▶ _DATA RECORDS_:
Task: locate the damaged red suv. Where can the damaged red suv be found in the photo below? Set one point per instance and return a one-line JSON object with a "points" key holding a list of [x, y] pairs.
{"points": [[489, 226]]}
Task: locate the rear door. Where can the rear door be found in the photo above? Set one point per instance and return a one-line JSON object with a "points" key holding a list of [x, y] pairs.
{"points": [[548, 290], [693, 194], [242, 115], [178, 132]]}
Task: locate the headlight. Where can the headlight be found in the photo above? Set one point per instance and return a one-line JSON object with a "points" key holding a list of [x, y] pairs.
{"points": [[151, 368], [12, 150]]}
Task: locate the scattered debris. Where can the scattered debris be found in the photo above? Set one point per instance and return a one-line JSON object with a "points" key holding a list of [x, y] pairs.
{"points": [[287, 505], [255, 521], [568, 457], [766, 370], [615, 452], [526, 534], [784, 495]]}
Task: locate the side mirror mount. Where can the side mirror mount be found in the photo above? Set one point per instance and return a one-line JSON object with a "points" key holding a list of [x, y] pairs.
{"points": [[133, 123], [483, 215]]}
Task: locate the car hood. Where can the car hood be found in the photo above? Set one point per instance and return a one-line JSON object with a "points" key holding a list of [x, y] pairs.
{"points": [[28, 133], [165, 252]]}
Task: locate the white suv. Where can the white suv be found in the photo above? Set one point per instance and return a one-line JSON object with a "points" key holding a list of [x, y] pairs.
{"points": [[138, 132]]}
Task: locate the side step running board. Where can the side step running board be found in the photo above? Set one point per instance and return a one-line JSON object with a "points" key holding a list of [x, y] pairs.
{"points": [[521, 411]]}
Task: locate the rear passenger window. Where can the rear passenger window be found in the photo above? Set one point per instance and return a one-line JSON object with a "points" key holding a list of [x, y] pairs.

▶ _WHAT YOU HAVE TO DO_: Please restate the whole listing word for word.

▶ _SOLVED EXERCISE_:
Task: locate the damaged red suv. Where can the damaged red suv be found in the photo below? Set one point per instance and return a one-line JSON object with a "points" key holding a list of [x, y] pairs.
{"points": [[489, 226]]}
Task: locate the rear door. Where can the rear door be found in the photo above? Set one point per instance and return a one-line JSON object with a "points" key holding a list of [x, y] pairs.
{"points": [[548, 290], [693, 194], [242, 115], [178, 132]]}
Task: locate the headlight. Where can the headlight be found in the photo above? Set one point per instance and return a one-line JSON object with a "points" key holding a list of [x, y] pairs.
{"points": [[151, 368], [12, 150]]}
Task: locate the scattered debris. Where can the scattered debris be found in the photo above? Set one point per instance and return a one-line JSON object with a "points" key holding a list of [x, y] pairs.
{"points": [[287, 505], [255, 521], [568, 457], [766, 370], [615, 452], [526, 534], [784, 495]]}
Task: locate the side mirror mount. Where can the side mirror mount be found in the photo above? Set one point per instance and return a one-line JSON object with a "points" key holding a list of [x, y] pairs.
{"points": [[133, 123], [483, 215]]}
Task: locate the car hood. Where can the car hood be found in the photo above? Set one point per instance and return a one-line JSON object with a "points" key holding a list of [x, y] pairs.
{"points": [[28, 133], [165, 252]]}
Task: locate the white suv. Where can the white suv be found in the photo above? Set one point per instance and return a one-line JSON object with a "points" key holding a list of [x, y] pairs.
{"points": [[138, 132]]}
Task: locate the side step running board. Where can the side step running board be found in the photo above? Set one point per instance and return a one-line JSON object with a "points" key holding a list of [x, y] pairs.
{"points": [[521, 411]]}
Task: locate the rear passenger window. Where can the rear passenger window be found in the photo above? Set one point per instance and return a one-line JSON object with a "points" key holding a list of [x, y] pairs.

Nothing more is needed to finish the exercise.